**Your objective:**
Word for word, transcribe the lines below and drop the pictures.

**Extracted records:**
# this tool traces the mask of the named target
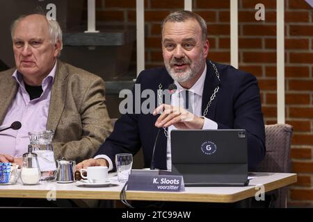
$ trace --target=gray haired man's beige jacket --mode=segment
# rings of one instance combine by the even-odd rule
[[[19,87],[11,76],[15,70],[0,72],[0,125]],[[111,134],[104,94],[100,77],[58,60],[47,124],[55,131],[57,160],[90,158]]]

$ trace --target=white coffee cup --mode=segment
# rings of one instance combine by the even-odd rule
[[[83,175],[83,172],[87,172],[87,176]],[[83,179],[88,180],[89,182],[101,183],[106,182],[108,176],[107,166],[88,166],[87,169],[81,169],[81,176]]]

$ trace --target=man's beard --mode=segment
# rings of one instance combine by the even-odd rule
[[[184,57],[181,59],[177,59],[173,57],[168,63],[164,60],[164,64],[166,70],[172,79],[179,83],[183,83],[191,79],[199,73],[201,68],[203,67],[202,65],[202,53],[199,56],[199,59],[195,60],[194,62],[191,62],[191,60],[187,57]],[[188,66],[183,70],[178,70],[176,71],[173,67],[175,65],[182,64],[187,65]]]

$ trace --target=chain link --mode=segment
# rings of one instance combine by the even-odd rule
[[[159,106],[163,103],[163,100],[162,100],[162,84],[160,83],[159,85],[159,89],[158,89],[158,105]],[[166,137],[168,137],[168,130],[166,129],[166,128],[165,128],[164,126],[163,127],[163,129],[164,130],[164,135]]]
[[[209,110],[209,108],[211,105],[211,103],[212,103],[213,100],[216,97],[216,93],[218,92],[218,89],[220,89],[220,87],[217,86],[214,89],[214,92],[213,92],[212,95],[211,96],[210,101],[209,103],[207,103],[207,107],[204,109],[204,112],[203,112],[203,116],[205,117],[207,114],[207,111]]]
[[[218,81],[220,81],[220,74],[218,73],[218,71],[217,70],[217,68],[215,66],[215,64],[212,63],[212,62],[211,62],[211,60],[209,62],[210,62],[211,65],[212,65],[213,69],[214,69],[214,70],[215,70],[215,74],[216,75],[216,77],[218,78]]]

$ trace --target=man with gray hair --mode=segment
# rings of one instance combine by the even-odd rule
[[[52,130],[56,160],[91,157],[112,131],[101,78],[61,62],[62,31],[43,15],[12,25],[16,67],[0,72],[0,162],[21,164],[29,132]]]
[[[170,170],[170,132],[177,128],[245,129],[249,168],[257,166],[265,155],[265,133],[256,78],[207,59],[207,24],[193,12],[178,11],[166,17],[161,44],[165,67],[143,71],[136,80],[141,91],[138,95],[133,90],[133,97],[140,97],[147,89],[157,95],[157,90],[172,83],[180,92],[172,95],[170,104],[158,105],[150,114],[122,115],[94,158],[84,160],[77,169],[99,165],[113,169],[117,153],[136,154],[142,147],[145,167]],[[181,92],[186,99],[179,96]],[[191,153],[193,148],[190,148]]]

**Answer:**
# this tool traces the mask of the named target
$ trace --target=gray haired man's beige jacket --mode=segment
# rings of one instance combine by the even-odd rule
[[[19,87],[11,76],[15,70],[0,72],[0,125]],[[111,134],[104,94],[100,77],[58,60],[47,124],[55,131],[57,160],[90,158]]]

$ trace --target=white coffee cup --mode=segment
# rings of one instance combine by the even-odd rule
[[[83,175],[83,172],[87,172],[87,176]],[[83,179],[88,180],[89,182],[101,183],[106,182],[108,176],[107,166],[88,166],[87,169],[81,169],[81,176]]]

$ trace --target=man's beard --mode=segment
# rings of one instance combine by the even-odd rule
[[[184,57],[181,59],[177,59],[173,57],[168,63],[164,60],[164,64],[166,70],[172,79],[179,83],[183,83],[191,79],[199,73],[201,68],[203,67],[202,65],[202,53],[199,56],[199,59],[195,60],[194,62],[191,62],[191,60],[187,57]],[[188,66],[183,70],[178,70],[176,71],[173,67],[175,65],[182,64],[187,65]]]

$ trace --target=chain link --mode=segment
# rings of one instance combine by the even-odd rule
[[[159,106],[163,103],[163,100],[162,100],[162,84],[160,83],[159,85],[159,89],[158,89],[158,105]],[[166,137],[168,137],[168,130],[166,129],[166,128],[165,128],[164,126],[163,127],[163,129],[164,130],[164,135]]]
[[[209,110],[209,108],[211,105],[211,103],[212,103],[213,100],[216,97],[216,93],[218,92],[218,89],[220,89],[220,87],[217,86],[214,89],[214,92],[213,92],[212,95],[211,96],[210,101],[209,103],[207,103],[207,107],[204,109],[204,112],[203,112],[203,116],[205,117],[207,114],[207,111]]]
[[[218,81],[220,81],[220,74],[218,73],[218,71],[217,70],[217,68],[215,66],[215,64],[212,63],[212,62],[211,62],[211,60],[209,62],[210,62],[211,65],[212,65],[213,69],[214,69],[214,70],[215,70],[215,74],[216,75],[216,77],[218,78]]]

$ trace --target=man with gray hair --mode=segment
# rings of one instance combine by the even-odd rule
[[[52,130],[56,160],[91,157],[112,131],[101,78],[61,62],[62,31],[43,15],[12,25],[16,67],[0,72],[0,162],[21,164],[29,132]]]
[[[170,170],[170,132],[177,128],[245,129],[249,168],[257,166],[265,155],[265,133],[256,78],[207,59],[207,24],[193,12],[178,11],[166,17],[161,44],[165,67],[143,71],[136,80],[141,91],[138,95],[133,90],[133,97],[140,97],[147,89],[157,95],[157,90],[172,83],[180,92],[172,95],[170,104],[158,105],[150,114],[122,115],[94,158],[84,160],[77,169],[99,165],[113,169],[117,153],[136,154],[142,147],[145,167]],[[181,92],[186,99],[179,96]],[[191,153],[193,148],[190,148]]]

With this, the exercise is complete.